Au fond c’est plutôt drôle. Il sonnait comme une évidence, ce prénom. A croire qu’il était fait pour moi, fait pour m’aller et je comprends pas pourquoi. marine. Je le déteste.
Sincèrement. Parfois j’ai juste envie de prendre la carte d’identité et de la rayer. Souvent je les entends prononcer ce prénom et je ne me reconnais pas. Je ne comprends pas qu’ils parlent de moi. C’est juste un mot comme ça, qu’ils disent et qui les écorchent, qui se désagère dans l'air. On ne le voit jamais, on ne le sent jamais. A croire qu’il n’a ni forme ni couleur ni odeur.

[Données extraites d'une collection]
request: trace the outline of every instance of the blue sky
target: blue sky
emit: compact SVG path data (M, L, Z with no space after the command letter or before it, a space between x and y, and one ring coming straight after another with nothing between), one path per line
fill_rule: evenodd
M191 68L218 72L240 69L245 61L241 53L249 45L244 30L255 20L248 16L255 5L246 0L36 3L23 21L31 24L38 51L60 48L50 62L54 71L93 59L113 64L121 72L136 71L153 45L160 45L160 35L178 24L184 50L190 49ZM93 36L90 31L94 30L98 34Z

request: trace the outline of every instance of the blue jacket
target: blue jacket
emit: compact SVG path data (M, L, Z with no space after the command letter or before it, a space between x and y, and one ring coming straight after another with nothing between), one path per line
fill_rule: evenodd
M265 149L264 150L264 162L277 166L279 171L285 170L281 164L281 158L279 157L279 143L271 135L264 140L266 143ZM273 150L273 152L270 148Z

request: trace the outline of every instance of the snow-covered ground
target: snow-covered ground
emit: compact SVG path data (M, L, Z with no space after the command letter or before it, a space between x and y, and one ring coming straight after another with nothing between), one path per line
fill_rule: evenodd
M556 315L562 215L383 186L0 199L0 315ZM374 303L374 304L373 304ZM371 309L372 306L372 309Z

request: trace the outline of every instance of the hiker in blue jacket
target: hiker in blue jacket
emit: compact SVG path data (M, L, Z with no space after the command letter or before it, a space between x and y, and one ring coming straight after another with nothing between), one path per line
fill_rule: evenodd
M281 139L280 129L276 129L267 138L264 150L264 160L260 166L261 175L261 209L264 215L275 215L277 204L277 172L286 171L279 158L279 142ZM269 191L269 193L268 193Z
---
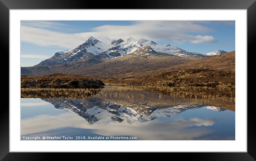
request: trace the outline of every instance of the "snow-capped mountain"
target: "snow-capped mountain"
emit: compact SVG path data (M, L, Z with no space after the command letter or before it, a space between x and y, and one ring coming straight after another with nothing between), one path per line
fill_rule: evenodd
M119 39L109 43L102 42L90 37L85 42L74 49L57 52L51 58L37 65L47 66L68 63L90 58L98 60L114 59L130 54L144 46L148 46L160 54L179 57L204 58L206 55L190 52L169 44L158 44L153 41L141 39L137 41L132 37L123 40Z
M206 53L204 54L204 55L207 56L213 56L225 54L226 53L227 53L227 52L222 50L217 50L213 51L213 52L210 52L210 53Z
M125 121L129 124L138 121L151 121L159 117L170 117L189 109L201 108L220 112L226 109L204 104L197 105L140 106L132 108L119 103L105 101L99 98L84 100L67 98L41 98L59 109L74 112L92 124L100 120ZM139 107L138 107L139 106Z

EXERCICE COURT 1 - D'après le texte sur le prénom, que la personne qui parle a-t-elle parfois envie de faire avec la carte d'identité ?
EXERCICE COURT 2 - Traduisez en anglais la phrase suivante, tirée du texte sur le prénom : « Souvent je les entends prononcer ce prénom et je ne me reconnais pas. »
EXERCICE COURT 3 - Poursuivez le texte sur le prénom à partir de sa dernière phrase.
Les entrées n'ont aucun lien avec le texte sur le prénom.

RÉPONSE ATTENDUE 1 - De la prendre et de la rayer.

RÉPONSE ATTENDUE 2 - I often hear them say this name and I don't recognize myself.

RÉPONSE ATTENDUE 3 -
C’est juste des sonorités qu’ils assemblent maladroitement alors qu’elles ne coïncident même pas et c’est censé me représenter ? Non. Et puis ça sonne… Trop simplement. Ils sont communs, banals, tous ces sons. Il n’y a rien de doux, rien de magnifique, rien d’original. C’est juste un prénom ordinaire, un prénom comme les autres, un de ceux que tout le monde porte.
Quand j’étais petite, il y avait toujours au moins une fille pour s’appeler comme moi. Toujours une personne pour me dire “oh ! Tu t’appelles comme une autre.”
En plus j’étais un peu timide gamine, je veux dire, pas comme maintenant. Et avec ma petite voix aiguë de souris craintive, j’avalais toujours les deux dernière lettres. Alors les gens pensaient que je m’appelais Marie et je devais reprendre plusieurs fois histoire de me faire comprendre.
N’est-ce pas juste tellement ridicule de ne même pas savoir dire son prénom ? S’auto écorcher l’identité, en voilà une belle idée marine !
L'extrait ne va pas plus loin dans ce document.